▸ TASK DESCRIPTION:
Please set out the records from the line with "Isolate tall grass" up to and including the line with "[[0, 303, 1080, 674]]" as a numbered list, leaving out any blank lines.

====== DATA TO PROCESS

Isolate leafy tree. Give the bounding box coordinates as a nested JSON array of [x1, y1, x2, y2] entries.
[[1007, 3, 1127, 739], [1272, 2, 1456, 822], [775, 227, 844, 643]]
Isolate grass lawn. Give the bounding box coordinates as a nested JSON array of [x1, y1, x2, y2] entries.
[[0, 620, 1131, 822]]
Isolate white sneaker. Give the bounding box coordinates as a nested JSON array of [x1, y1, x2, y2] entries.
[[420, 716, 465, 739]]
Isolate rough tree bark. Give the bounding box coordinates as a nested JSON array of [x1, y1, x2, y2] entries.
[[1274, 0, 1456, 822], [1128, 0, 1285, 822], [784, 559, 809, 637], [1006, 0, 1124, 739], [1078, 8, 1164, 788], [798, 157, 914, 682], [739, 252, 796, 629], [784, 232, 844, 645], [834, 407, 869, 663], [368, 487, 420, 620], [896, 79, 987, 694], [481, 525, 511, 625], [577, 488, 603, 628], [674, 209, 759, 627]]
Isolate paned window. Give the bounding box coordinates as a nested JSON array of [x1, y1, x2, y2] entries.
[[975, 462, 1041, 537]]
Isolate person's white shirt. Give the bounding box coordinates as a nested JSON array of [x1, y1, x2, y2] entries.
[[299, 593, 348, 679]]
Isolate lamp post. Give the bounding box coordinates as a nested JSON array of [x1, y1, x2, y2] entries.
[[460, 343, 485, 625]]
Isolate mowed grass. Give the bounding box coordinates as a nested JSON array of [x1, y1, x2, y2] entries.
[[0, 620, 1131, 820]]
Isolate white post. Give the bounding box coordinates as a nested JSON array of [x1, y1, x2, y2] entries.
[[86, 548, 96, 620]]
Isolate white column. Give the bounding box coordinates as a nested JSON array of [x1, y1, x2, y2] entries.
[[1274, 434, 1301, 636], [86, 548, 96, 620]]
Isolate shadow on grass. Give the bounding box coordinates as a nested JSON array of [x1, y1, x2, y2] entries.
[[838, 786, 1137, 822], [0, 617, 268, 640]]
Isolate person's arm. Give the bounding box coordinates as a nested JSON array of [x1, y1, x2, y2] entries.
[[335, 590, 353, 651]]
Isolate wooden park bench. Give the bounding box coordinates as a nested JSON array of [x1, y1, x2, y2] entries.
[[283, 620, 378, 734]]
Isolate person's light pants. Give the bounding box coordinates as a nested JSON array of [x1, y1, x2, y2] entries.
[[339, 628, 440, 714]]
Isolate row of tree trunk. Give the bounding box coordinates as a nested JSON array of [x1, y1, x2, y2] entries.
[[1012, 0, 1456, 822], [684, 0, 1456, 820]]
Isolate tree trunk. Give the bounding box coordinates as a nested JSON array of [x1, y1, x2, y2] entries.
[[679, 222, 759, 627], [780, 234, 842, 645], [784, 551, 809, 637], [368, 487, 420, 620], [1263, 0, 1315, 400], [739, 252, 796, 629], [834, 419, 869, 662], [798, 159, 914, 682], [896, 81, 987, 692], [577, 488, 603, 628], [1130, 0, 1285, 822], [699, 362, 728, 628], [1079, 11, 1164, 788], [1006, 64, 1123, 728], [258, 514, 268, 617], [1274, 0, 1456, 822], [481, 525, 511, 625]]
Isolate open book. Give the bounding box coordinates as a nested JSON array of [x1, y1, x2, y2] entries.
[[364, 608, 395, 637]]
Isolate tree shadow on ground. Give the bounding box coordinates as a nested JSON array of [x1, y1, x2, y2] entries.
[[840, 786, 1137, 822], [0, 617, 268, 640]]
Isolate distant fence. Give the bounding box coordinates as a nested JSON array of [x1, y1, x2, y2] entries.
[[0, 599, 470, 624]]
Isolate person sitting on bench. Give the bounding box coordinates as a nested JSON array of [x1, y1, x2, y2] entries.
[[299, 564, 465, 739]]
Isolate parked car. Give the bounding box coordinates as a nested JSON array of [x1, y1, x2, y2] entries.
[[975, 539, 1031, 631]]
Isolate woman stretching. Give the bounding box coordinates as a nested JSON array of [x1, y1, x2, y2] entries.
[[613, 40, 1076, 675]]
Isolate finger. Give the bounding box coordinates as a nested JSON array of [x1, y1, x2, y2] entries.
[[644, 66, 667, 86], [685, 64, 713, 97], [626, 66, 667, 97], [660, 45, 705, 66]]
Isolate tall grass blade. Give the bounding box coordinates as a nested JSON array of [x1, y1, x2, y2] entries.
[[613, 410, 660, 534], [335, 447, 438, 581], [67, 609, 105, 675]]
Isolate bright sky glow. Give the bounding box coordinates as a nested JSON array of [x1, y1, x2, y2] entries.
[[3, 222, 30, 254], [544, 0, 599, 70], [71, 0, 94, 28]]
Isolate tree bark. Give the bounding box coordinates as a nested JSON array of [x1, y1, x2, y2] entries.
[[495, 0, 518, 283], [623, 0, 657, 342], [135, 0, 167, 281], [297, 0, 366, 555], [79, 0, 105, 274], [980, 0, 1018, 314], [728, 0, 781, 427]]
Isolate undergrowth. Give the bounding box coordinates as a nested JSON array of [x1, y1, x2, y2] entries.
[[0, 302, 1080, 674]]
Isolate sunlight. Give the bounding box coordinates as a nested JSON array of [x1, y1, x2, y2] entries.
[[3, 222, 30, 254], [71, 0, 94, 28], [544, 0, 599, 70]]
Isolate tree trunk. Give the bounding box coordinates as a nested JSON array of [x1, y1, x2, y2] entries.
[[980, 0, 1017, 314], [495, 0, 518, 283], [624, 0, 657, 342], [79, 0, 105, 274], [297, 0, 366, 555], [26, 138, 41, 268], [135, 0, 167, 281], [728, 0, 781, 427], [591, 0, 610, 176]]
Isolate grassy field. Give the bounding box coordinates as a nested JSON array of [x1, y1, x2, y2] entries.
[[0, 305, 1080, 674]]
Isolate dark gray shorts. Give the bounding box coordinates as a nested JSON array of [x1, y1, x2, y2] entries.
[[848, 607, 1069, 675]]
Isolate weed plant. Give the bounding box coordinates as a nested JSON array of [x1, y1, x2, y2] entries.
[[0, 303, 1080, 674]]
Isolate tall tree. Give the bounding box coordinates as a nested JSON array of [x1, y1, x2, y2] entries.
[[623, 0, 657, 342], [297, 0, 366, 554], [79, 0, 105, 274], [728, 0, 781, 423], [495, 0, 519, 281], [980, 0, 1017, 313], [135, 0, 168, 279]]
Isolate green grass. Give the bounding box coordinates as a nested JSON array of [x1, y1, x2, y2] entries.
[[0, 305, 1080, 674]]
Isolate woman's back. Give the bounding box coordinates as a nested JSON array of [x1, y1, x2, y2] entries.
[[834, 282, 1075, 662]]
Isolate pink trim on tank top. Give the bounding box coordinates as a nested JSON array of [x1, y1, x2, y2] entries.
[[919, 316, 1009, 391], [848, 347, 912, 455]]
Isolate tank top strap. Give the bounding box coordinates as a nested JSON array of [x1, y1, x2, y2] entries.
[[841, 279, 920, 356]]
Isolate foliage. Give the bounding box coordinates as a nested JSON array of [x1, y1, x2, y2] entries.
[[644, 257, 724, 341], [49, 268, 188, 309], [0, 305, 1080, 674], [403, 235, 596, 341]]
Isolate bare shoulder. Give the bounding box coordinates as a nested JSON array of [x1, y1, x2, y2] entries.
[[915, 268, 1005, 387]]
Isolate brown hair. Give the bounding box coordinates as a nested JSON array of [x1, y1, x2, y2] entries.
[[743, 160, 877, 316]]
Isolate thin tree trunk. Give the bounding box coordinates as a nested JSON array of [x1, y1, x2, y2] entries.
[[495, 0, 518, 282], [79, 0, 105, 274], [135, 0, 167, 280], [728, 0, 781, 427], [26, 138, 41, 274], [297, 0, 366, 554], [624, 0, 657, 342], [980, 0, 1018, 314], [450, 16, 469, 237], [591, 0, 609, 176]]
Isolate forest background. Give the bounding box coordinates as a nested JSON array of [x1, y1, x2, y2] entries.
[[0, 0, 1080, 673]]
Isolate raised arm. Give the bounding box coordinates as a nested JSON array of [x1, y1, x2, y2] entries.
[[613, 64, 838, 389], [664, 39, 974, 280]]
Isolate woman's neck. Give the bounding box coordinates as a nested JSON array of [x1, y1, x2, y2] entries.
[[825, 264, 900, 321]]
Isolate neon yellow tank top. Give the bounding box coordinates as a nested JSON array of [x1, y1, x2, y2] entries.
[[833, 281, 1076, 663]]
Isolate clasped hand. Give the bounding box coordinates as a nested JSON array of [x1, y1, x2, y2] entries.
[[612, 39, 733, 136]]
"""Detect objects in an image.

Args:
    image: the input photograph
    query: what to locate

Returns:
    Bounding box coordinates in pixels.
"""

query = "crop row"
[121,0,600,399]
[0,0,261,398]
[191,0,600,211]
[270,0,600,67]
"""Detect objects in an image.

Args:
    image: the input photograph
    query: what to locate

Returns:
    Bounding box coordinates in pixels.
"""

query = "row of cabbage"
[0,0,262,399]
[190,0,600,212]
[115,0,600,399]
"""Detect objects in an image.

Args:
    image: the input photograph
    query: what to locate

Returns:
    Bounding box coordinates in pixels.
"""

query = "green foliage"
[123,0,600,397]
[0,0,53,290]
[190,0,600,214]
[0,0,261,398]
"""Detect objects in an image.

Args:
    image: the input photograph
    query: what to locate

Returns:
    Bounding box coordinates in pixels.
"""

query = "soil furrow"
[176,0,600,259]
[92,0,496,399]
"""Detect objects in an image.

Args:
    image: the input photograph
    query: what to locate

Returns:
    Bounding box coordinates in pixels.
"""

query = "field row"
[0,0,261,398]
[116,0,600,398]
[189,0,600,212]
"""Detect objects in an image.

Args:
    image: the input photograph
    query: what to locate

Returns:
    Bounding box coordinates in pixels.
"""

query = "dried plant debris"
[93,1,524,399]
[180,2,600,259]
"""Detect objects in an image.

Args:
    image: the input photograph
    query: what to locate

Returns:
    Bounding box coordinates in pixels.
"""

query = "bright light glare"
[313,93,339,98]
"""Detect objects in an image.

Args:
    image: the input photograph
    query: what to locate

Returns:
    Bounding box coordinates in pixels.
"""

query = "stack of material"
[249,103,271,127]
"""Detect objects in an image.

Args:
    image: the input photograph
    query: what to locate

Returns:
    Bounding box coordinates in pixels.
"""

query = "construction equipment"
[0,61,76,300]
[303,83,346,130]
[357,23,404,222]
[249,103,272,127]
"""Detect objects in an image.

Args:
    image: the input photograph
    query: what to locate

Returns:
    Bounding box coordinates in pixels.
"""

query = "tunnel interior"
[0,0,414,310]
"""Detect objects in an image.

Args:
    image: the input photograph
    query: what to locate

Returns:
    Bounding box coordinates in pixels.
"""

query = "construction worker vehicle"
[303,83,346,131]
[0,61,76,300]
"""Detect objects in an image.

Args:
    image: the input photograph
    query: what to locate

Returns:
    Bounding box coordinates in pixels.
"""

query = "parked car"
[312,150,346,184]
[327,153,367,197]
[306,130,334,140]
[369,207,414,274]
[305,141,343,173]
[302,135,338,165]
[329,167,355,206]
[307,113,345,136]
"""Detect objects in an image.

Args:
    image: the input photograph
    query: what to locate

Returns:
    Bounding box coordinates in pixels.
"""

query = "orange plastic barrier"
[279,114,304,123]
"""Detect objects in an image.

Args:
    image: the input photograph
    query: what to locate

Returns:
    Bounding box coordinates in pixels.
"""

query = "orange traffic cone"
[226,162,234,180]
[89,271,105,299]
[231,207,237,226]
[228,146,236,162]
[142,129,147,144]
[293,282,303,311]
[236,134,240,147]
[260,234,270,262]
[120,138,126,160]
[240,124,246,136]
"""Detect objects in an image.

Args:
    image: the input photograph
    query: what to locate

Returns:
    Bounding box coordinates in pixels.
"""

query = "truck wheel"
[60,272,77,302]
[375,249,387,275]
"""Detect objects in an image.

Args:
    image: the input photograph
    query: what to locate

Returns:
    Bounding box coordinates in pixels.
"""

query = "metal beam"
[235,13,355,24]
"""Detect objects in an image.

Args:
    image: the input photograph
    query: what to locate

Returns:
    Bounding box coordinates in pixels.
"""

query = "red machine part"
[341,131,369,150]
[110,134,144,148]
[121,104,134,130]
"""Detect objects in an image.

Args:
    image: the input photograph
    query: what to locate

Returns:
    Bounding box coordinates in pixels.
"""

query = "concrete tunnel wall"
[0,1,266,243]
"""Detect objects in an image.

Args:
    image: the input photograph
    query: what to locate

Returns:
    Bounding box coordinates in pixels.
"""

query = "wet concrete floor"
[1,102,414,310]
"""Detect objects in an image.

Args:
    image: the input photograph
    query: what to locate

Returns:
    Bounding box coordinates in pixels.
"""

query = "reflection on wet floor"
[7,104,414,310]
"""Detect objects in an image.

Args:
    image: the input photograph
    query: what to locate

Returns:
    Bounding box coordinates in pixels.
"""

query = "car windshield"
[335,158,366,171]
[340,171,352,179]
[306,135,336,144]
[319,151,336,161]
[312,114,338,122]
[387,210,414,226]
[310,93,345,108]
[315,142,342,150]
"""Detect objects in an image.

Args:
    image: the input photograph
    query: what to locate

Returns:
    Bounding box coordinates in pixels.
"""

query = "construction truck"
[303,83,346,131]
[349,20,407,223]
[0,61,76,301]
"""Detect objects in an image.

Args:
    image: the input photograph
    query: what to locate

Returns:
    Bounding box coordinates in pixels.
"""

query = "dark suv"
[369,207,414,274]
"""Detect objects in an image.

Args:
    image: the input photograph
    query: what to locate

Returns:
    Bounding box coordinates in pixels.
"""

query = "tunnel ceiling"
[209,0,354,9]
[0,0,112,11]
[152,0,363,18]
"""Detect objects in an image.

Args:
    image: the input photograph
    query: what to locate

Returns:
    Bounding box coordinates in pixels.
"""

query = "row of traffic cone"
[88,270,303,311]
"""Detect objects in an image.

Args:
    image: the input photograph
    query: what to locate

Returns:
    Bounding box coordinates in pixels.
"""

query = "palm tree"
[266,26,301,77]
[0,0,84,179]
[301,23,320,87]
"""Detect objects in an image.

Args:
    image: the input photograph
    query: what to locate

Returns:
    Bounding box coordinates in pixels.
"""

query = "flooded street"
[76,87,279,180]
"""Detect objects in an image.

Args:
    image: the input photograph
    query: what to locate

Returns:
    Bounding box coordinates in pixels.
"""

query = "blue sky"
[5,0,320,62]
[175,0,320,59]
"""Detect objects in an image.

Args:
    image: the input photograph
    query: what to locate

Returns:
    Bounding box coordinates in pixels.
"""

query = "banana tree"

============

▸ SOLUTION:
1. Isolate tall grass blade. Give the bounding box coordinates as a nested JSON array of [x1, y1, x2, y2] entries.
2. [[613, 410, 660, 534], [335, 447, 438, 581], [67, 609, 105, 675]]
3. Isolate bright sky glow. Give the bounding box coordinates as a nested JSON array of [x1, y1, x2, y2] entries.
4. [[3, 222, 30, 254], [544, 0, 599, 70], [71, 0, 94, 28]]
5. Isolate tree bark. Give the bounding box coordinates as a nested JSON array of [x1, y1, x2, y2] entries.
6. [[495, 0, 518, 283], [623, 0, 657, 342], [135, 0, 167, 281], [297, 0, 366, 555], [79, 0, 105, 274], [980, 0, 1018, 314], [728, 0, 781, 427]]
7. Isolate undergrowth. Give the bounding box coordinates as a nested JSON array of [x1, y1, x2, y2] entries.
8. [[0, 302, 1080, 674]]
9. Isolate sunlight. Give the bounding box coordinates as a nested JSON array of [x1, y1, x2, y2] entries.
10. [[3, 222, 30, 254], [71, 0, 94, 28], [544, 0, 599, 70]]
11. Isolate tree trunk. Give the bounding box coordinates as a nested JSON array of [x1, y1, x2, y2] entries.
12. [[980, 0, 1017, 314], [495, 0, 518, 283], [624, 0, 657, 342], [79, 0, 105, 274], [297, 0, 366, 555], [26, 138, 41, 268], [135, 0, 167, 281], [728, 0, 781, 427], [591, 0, 610, 176]]
13. Isolate grassy field. Give the bounding box coordinates as a nested JSON array of [x1, y1, x2, y2] entries.
14. [[0, 305, 1080, 674]]
15. Isolate dark gray shorts. Give the bounding box coordinates as a nested JSON array of [x1, y1, x2, y2] entries.
16. [[848, 607, 1069, 675]]
17. Isolate weed plant. Give the bounding box coordinates as a nested JSON array of [x1, y1, x2, y2] entries.
18. [[0, 303, 1080, 674]]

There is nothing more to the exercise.